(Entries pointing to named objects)
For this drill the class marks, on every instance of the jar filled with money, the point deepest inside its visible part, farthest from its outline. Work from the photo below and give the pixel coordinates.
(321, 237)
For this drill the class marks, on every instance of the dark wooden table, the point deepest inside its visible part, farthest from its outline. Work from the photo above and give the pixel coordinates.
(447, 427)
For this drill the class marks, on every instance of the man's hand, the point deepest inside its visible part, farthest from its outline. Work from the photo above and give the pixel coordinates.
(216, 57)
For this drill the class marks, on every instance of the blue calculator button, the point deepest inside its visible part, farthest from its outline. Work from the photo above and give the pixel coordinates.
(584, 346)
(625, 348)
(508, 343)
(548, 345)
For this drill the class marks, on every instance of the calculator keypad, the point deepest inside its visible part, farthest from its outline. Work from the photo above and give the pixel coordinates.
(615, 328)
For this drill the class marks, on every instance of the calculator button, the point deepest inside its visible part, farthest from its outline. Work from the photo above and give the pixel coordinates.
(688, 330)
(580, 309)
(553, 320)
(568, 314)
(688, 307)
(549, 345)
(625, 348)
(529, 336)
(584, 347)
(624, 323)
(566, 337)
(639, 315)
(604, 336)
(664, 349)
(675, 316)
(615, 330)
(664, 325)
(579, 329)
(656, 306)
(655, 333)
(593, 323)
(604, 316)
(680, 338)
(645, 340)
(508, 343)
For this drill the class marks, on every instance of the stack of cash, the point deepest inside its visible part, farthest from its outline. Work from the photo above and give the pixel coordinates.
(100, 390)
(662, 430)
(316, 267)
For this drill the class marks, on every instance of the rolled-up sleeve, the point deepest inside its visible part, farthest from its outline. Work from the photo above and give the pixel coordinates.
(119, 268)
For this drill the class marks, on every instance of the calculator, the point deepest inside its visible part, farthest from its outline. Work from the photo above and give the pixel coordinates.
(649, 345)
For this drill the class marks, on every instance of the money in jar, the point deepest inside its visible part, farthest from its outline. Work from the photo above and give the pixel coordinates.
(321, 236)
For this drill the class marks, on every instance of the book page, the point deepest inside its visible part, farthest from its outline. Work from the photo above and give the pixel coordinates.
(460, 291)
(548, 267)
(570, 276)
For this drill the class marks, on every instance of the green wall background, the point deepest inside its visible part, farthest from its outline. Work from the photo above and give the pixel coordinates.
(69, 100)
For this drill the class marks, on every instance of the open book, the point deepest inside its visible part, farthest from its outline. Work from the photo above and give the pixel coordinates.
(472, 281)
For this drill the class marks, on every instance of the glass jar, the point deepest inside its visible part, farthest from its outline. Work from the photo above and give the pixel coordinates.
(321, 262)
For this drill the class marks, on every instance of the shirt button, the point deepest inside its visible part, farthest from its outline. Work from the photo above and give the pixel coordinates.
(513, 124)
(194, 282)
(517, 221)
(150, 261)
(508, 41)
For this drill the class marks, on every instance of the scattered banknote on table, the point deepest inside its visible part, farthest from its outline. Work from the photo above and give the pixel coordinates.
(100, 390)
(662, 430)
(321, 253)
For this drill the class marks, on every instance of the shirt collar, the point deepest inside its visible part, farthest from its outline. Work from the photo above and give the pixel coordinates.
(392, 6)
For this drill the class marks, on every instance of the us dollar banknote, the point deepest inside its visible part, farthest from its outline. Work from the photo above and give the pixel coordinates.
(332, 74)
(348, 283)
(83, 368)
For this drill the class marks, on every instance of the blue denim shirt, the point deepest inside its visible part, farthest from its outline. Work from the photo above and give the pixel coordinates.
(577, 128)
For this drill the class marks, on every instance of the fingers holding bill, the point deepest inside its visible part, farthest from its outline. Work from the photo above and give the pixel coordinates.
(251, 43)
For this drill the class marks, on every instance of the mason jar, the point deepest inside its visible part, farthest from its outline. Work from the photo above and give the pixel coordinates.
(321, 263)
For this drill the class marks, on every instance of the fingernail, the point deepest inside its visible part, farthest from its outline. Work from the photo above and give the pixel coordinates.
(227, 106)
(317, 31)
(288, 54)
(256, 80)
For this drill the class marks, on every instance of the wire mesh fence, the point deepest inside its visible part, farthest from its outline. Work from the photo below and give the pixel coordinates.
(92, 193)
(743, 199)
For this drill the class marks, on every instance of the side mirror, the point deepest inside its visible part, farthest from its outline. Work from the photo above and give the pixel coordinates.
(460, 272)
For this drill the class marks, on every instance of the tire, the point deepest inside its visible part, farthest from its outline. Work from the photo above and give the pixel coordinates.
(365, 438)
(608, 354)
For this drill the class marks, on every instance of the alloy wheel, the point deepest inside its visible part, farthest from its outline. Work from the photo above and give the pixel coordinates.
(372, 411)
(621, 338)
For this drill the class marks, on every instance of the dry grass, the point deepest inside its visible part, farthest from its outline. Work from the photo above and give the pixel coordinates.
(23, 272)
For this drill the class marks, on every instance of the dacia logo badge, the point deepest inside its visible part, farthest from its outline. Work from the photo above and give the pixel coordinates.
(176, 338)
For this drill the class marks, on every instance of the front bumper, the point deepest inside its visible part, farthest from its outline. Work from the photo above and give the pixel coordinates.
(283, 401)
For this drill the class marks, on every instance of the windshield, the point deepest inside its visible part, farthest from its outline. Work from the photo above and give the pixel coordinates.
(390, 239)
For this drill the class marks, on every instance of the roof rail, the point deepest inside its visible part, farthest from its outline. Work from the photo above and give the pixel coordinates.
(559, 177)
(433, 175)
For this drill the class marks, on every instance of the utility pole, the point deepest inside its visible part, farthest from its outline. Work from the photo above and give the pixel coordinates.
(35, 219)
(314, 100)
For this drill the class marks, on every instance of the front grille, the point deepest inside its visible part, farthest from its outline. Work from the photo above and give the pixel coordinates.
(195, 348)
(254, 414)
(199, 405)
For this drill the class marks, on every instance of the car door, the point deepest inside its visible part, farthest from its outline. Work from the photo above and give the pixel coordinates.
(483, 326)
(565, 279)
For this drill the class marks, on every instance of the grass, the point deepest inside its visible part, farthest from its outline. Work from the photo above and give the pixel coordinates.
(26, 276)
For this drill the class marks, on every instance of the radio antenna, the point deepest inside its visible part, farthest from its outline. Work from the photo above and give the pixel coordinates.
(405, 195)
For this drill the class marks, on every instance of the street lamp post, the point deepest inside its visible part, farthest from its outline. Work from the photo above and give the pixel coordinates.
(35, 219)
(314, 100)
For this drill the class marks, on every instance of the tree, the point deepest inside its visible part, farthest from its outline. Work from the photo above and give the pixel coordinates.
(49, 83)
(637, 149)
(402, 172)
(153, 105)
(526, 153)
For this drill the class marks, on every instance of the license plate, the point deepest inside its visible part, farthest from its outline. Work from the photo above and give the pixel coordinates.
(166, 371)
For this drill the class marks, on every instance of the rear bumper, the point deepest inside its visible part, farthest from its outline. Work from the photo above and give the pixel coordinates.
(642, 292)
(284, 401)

---

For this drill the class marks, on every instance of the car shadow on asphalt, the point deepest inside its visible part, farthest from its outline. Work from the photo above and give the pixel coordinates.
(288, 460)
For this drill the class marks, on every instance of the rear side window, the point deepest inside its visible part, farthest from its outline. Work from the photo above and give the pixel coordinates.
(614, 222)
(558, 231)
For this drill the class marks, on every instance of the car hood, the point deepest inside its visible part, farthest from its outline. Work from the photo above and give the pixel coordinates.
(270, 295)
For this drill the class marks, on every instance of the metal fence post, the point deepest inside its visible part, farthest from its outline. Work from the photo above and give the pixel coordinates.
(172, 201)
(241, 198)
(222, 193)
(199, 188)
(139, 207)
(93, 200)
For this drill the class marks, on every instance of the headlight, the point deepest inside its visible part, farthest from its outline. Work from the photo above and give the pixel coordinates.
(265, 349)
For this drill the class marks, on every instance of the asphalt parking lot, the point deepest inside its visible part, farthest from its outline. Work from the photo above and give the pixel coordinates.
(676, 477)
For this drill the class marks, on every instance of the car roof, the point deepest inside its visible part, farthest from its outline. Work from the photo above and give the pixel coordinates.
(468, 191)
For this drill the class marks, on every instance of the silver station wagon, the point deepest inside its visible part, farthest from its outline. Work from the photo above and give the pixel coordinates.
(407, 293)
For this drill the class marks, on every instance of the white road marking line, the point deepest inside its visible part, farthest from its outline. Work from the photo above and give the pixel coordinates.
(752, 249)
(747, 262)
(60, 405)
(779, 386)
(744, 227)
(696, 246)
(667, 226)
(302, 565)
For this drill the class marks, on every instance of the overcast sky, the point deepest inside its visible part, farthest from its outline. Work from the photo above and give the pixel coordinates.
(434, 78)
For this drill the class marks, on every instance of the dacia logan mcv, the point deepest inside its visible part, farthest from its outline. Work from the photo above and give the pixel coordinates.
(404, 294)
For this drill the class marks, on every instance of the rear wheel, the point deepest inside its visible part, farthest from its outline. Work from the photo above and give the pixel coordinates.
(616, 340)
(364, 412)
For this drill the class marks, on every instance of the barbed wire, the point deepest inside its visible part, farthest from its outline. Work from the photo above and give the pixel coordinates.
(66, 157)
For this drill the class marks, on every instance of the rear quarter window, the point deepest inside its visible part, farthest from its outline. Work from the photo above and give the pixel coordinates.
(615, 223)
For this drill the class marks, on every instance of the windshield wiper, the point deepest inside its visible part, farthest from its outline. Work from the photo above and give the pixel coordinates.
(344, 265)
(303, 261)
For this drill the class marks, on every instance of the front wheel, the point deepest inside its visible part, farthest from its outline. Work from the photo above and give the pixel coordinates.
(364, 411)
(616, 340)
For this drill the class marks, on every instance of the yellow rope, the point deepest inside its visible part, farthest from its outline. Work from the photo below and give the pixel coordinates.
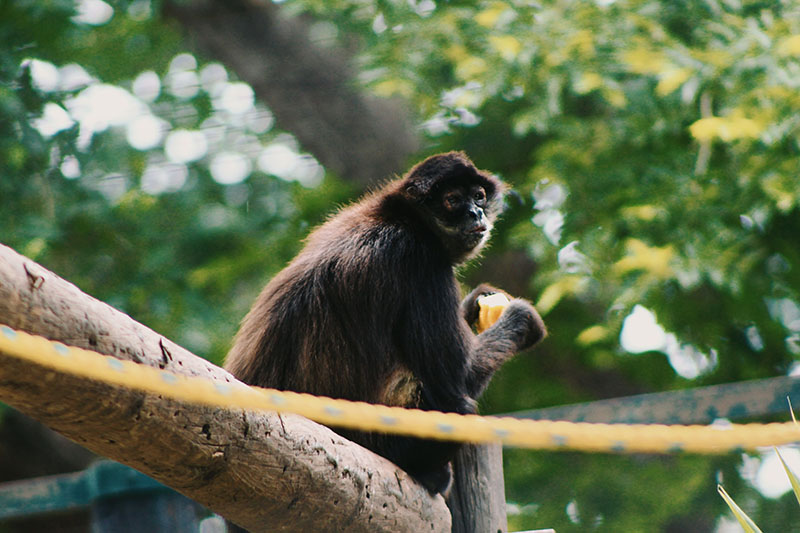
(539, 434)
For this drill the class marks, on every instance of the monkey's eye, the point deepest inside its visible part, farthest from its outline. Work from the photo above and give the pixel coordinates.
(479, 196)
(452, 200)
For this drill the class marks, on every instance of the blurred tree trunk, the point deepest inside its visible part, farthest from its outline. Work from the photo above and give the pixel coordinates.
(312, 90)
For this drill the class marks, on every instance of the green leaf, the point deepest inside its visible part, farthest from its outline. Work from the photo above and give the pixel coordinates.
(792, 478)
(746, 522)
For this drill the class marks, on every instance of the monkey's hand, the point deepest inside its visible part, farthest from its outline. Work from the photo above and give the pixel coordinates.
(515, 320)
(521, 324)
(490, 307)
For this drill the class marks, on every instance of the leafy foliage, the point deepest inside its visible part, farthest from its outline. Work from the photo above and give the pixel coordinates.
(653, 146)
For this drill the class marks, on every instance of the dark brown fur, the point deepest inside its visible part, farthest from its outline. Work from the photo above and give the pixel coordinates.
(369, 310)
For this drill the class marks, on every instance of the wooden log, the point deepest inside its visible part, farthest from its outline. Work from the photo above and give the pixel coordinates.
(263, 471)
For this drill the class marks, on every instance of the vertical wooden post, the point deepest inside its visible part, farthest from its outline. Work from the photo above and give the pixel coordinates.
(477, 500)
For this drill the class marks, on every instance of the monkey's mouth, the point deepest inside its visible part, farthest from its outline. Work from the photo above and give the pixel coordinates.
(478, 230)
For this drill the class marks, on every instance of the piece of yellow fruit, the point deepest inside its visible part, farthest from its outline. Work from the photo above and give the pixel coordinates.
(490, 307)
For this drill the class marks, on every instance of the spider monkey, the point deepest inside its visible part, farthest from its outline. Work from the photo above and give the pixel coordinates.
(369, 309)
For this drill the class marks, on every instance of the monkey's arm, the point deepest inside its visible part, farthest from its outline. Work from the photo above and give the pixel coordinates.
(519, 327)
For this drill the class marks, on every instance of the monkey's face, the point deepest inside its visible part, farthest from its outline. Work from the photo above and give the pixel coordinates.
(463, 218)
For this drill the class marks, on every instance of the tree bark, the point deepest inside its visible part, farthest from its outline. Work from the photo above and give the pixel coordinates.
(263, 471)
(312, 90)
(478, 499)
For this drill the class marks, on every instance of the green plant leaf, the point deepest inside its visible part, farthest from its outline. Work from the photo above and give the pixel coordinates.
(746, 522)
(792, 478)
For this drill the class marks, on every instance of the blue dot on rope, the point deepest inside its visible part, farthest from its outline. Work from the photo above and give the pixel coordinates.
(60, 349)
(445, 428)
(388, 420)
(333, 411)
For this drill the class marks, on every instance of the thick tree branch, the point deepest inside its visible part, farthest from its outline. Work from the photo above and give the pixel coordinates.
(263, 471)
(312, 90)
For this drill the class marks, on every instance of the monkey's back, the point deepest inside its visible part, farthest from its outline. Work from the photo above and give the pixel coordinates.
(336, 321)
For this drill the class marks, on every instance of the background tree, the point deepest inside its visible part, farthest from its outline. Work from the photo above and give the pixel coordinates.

...

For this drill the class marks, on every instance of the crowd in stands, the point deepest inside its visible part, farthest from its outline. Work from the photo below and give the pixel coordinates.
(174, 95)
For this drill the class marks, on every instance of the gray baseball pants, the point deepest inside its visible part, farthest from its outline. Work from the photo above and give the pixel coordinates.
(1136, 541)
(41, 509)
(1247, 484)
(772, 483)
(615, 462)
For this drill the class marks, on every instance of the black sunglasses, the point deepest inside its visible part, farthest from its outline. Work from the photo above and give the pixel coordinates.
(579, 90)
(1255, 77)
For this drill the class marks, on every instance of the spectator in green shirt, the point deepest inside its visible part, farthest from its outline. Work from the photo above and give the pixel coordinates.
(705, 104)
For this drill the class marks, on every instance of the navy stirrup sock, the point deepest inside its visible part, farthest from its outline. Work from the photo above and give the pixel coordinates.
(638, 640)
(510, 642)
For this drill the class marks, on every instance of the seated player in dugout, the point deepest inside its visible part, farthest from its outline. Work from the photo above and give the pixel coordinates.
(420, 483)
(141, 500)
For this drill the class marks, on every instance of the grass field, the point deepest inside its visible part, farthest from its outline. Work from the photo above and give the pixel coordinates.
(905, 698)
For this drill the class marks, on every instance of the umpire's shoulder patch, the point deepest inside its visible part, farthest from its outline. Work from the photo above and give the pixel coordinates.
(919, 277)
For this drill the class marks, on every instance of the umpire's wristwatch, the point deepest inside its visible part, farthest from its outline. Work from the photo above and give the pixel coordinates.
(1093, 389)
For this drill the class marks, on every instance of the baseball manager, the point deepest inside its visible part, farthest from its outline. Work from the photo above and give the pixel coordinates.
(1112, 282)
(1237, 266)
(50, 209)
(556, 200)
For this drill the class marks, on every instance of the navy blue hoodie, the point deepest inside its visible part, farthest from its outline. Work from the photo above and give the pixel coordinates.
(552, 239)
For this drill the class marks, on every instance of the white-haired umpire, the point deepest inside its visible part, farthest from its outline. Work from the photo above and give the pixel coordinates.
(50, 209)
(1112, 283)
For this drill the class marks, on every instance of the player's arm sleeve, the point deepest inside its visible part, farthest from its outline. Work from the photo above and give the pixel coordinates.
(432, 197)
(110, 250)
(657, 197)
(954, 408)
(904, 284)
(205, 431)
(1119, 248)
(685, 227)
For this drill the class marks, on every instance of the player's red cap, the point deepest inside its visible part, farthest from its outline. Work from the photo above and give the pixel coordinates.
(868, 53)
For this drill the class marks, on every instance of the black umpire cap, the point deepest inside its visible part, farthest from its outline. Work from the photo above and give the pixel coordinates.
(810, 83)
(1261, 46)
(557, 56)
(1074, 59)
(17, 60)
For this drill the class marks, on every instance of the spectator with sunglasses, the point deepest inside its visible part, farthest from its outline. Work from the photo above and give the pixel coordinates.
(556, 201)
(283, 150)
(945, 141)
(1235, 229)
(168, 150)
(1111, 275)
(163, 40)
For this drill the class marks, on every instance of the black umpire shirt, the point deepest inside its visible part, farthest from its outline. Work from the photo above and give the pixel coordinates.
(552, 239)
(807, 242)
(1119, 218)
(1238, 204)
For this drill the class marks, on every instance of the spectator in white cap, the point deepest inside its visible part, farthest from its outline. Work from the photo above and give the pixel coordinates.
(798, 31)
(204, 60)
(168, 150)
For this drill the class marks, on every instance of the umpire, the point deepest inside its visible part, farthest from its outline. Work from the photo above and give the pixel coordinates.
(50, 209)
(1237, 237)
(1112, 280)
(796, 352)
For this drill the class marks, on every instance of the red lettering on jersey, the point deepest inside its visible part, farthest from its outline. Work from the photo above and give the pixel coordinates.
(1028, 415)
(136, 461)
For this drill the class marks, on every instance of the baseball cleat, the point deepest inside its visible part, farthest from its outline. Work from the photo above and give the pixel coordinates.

STATED PROBLEM
Please express the lines of the records from the line with "the red lettering" to the line with "baseball cleat, the", both included, as a JSON list of strings with one string per line and any blank lines left out.

REPLY TO THE EXERCISE
[
  "For this drill the class marks, on every instance of the red lettering on jersey, the point deepest inside its visible part, farthest from its outline. Work from the photo above and give the pixel coordinates.",
  "(1028, 415)",
  "(136, 461)",
  "For this drill the class marks, on every instance of the baseball cleat, the point deepest inside its visible part, farthest from its outline. Work from the photo above and give the pixel coordinates."
]